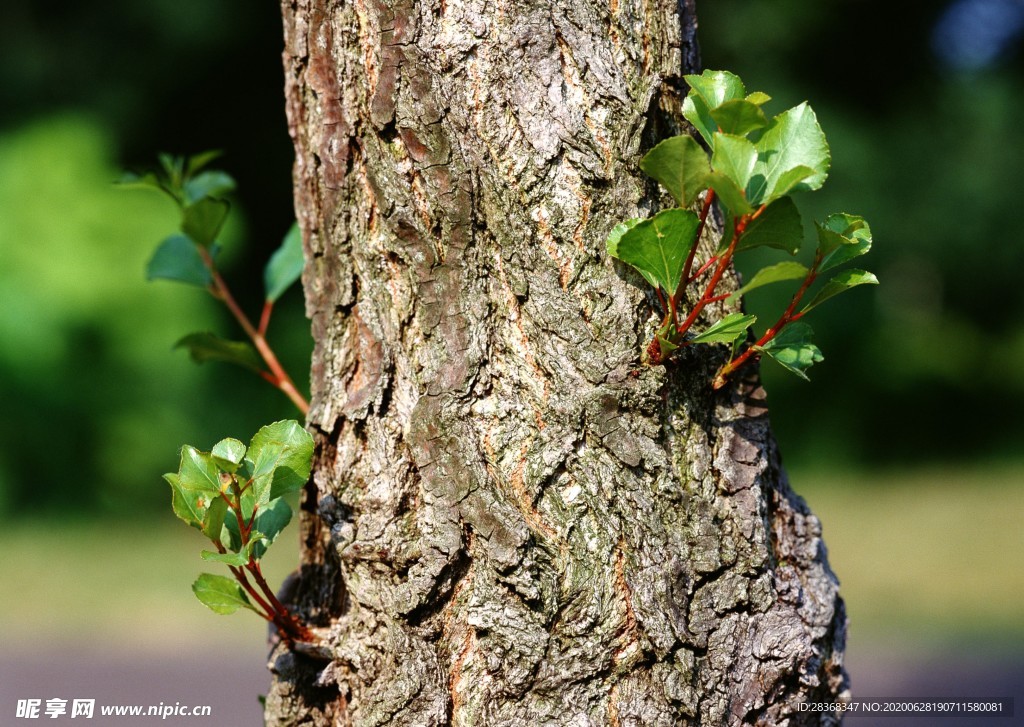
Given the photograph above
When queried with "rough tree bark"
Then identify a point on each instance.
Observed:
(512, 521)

———

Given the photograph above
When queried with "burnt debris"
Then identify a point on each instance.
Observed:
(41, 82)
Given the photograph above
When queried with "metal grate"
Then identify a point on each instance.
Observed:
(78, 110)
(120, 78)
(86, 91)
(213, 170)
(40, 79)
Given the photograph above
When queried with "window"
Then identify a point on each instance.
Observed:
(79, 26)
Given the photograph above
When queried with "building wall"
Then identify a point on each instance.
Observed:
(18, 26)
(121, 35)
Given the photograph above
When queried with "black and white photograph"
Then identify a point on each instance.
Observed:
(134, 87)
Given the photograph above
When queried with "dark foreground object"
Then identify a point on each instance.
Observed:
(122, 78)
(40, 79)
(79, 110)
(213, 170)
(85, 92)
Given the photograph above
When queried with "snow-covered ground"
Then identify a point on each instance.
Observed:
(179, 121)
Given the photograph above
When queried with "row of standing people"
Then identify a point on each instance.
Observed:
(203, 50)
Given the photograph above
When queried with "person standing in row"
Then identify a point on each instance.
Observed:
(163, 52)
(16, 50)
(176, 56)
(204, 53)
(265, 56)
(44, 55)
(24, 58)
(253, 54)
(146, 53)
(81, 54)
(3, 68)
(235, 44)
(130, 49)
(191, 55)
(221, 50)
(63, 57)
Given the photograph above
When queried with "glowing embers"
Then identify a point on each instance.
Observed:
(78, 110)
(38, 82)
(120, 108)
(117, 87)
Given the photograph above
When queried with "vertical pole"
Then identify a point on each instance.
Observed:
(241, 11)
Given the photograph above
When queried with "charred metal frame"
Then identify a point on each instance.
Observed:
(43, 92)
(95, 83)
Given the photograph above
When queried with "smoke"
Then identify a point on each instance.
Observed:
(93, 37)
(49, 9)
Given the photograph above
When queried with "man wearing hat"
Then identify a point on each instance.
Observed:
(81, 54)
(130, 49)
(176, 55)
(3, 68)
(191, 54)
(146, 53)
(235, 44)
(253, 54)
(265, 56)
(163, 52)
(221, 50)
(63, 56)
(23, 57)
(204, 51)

———

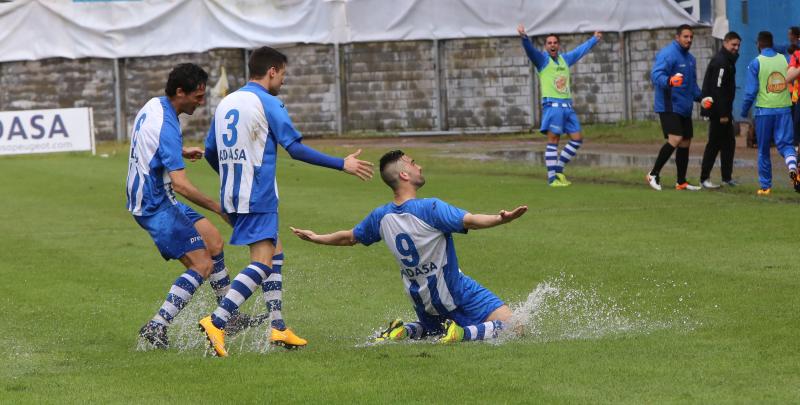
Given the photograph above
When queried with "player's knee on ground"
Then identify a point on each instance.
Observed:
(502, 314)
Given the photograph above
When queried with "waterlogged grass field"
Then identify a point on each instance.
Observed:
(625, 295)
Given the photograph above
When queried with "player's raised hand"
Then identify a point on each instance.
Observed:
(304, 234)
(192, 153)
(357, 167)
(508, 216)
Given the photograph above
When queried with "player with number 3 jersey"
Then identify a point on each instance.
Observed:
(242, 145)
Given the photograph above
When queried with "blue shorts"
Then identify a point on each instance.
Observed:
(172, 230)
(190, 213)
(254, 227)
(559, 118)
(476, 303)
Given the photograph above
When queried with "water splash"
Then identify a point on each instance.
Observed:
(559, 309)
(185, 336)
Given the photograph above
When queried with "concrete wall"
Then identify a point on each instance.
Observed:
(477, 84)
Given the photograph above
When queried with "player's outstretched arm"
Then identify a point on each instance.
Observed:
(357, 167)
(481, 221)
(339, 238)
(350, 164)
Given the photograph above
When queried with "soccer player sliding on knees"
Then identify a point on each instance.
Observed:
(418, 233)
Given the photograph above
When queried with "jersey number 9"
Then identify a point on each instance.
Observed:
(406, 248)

———

*Your task:*
Search the data above for the word "number". Copy each line it is in.

*Task response:*
When queried with "player with number 3 jersey"
When queried with "jersey number 9"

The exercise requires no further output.